• PROVIDED PASSAGE:
________________________

Massachusetts is outpacing the rest of the country in attracting businesses to fill large vacant retail spaces, fueling optimism that the state’s economic recovery is gaining momentum.

Merchants have signed leases for more than half of the roughly 2 million square feet abandoned by struggling and bankrupt chains such as Circuit City, Linens ‘N Things, and CompUSA, according to local data provided by several real estate brokers.

The state’s success in luring major retailers has resulted in the arrival of new companies to the region, such as Savers and Ultimate Electronics, and allowed established merchants like Best Buy to strengthen their control of market niches.

In the Boston area, vacancy rates at shopping plazas dominated by big-box merchants dropped from 6.6 percent to 5.8 percent during the first quarter, marking the first such decline in eight quarters. By contrast, the amount of empty space at these so-called power centers across the United States increased slightly, to 7.9 percent, during the same period, according to Reis Inc., a New York real estate research firm.

Evidence of the Massachusetts retail resurgence can be seen throughout the region. In Plymouth, workers are transforming the skeleton of a Circuit City into a Best Buy that is scheduled to open in the fall. The Minnesota electronics giant has already taken over spaces formerly occupied by Circuit City in Millbury and Burlington.

________________________

• EXTRACTED ENTRIES:
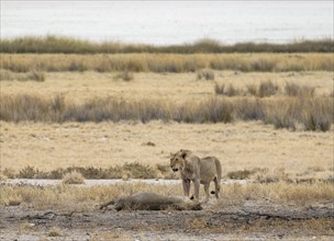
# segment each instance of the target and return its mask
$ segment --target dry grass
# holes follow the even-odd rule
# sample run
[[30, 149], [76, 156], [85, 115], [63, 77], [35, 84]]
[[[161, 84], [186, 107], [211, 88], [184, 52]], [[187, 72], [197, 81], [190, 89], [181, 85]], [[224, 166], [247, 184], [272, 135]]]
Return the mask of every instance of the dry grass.
[[[179, 174], [172, 175], [168, 167], [169, 153], [181, 148], [199, 157], [218, 157], [224, 179], [227, 173], [256, 168], [267, 172], [258, 170], [249, 179], [261, 174], [263, 180], [270, 180], [266, 176], [280, 169], [288, 176], [278, 181], [329, 180], [333, 175], [333, 128], [289, 131], [259, 122], [0, 124], [1, 171], [8, 177], [25, 170], [22, 173], [35, 179], [62, 179], [76, 170], [85, 179], [121, 179], [125, 172], [130, 179], [176, 179]], [[155, 146], [142, 145], [148, 141]], [[314, 167], [323, 167], [323, 171], [313, 171]]]
[[[1, 68], [27, 71], [193, 72], [201, 69], [244, 72], [333, 71], [332, 54], [1, 54]], [[211, 74], [212, 76], [212, 74]]]
[[198, 80], [214, 80], [214, 72], [209, 69], [202, 69], [197, 72], [197, 79]]
[[85, 177], [80, 172], [73, 171], [63, 176], [64, 184], [84, 184]]
[[192, 44], [154, 46], [145, 44], [124, 44], [120, 42], [93, 43], [85, 39], [47, 35], [44, 37], [25, 36], [0, 41], [1, 53], [66, 53], [66, 54], [96, 54], [96, 53], [332, 53], [333, 41], [301, 41], [288, 44], [240, 43], [223, 45], [218, 41], [203, 38]]
[[10, 70], [0, 69], [0, 81], [18, 80], [18, 81], [45, 81], [45, 73], [43, 71], [32, 70], [30, 72], [12, 72]]
[[62, 230], [60, 228], [58, 227], [52, 227], [49, 230], [48, 230], [48, 237], [62, 237]]
[[[8, 199], [20, 196], [21, 205], [34, 205], [36, 208], [75, 208], [89, 209], [101, 203], [109, 202], [119, 196], [132, 195], [136, 192], [156, 192], [164, 195], [182, 196], [181, 185], [148, 185], [148, 184], [120, 184], [114, 186], [75, 187], [60, 185], [55, 187], [32, 186], [3, 186], [1, 187], [1, 205], [9, 205]], [[200, 192], [203, 192], [202, 188]], [[312, 203], [333, 200], [334, 187], [329, 183], [314, 184], [232, 184], [224, 185], [218, 206], [240, 205], [246, 200], [269, 199], [280, 204], [308, 205]], [[189, 225], [202, 225], [189, 223]]]
[[[271, 82], [259, 85], [259, 96], [276, 94]], [[230, 91], [231, 92], [231, 91]], [[66, 103], [59, 95], [52, 100], [34, 96], [1, 95], [0, 119], [5, 122], [121, 122], [155, 119], [179, 123], [231, 123], [256, 120], [272, 124], [276, 128], [327, 131], [334, 122], [332, 97], [281, 97], [248, 101], [212, 97], [200, 103], [152, 103], [151, 100], [126, 102], [114, 99], [92, 99], [81, 104]], [[252, 113], [255, 112], [255, 113]], [[247, 115], [245, 115], [247, 113]], [[260, 114], [258, 114], [260, 113]]]

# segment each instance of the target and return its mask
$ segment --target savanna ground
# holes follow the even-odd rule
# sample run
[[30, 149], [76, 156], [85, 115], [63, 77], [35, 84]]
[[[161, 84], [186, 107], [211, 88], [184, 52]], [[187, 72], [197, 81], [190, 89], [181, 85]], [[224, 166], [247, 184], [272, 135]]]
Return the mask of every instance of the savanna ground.
[[[1, 57], [1, 179], [75, 170], [124, 183], [2, 183], [0, 239], [333, 239], [333, 55]], [[181, 184], [126, 181], [177, 179], [169, 153], [181, 148], [246, 184], [224, 184], [200, 211], [98, 209], [140, 191], [181, 196]]]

________________________

• GOAL OF THE EXERCISE:
Copy out the article above on Massachusetts filling vacant retail space, word for word and in full.

• WRITTEN RESPONSE:
Massachusetts is outpacing the rest of the country in attracting businesses to fill large vacant retail spaces, fueling optimism that the state’s economic recovery is gaining momentum.

Merchants have signed leases for more than half of the roughly 2 million square feet abandoned by struggling and bankrupt chains such as Circuit City, Linens ‘N Things, and CompUSA, according to local data provided by several real estate brokers.

The state’s success in luring major retailers has resulted in the arrival of new companies to the region, such as Savers and Ultimate Electronics, and allowed established merchants like Best Buy to strengthen their control of market niches.

In the Boston area, vacancy rates at shopping plazas dominated by big-box merchants dropped from 6.6 percent to 5.8 percent during the first quarter, marking the first such decline in eight quarters. By contrast, the amount of empty space at these so-called power centers across the United States increased slightly, to 7.9 percent, during the same period, according to Reis Inc., a New York real estate research firm.

Evidence of the Massachusetts retail resurgence can be seen throughout the region. In Plymouth, workers are transforming the skeleton of a Circuit City into a Best Buy that is scheduled to open in the fall. The Minnesota electronics giant has already taken over spaces formerly occupied by Circuit City in Millbury and Burlington.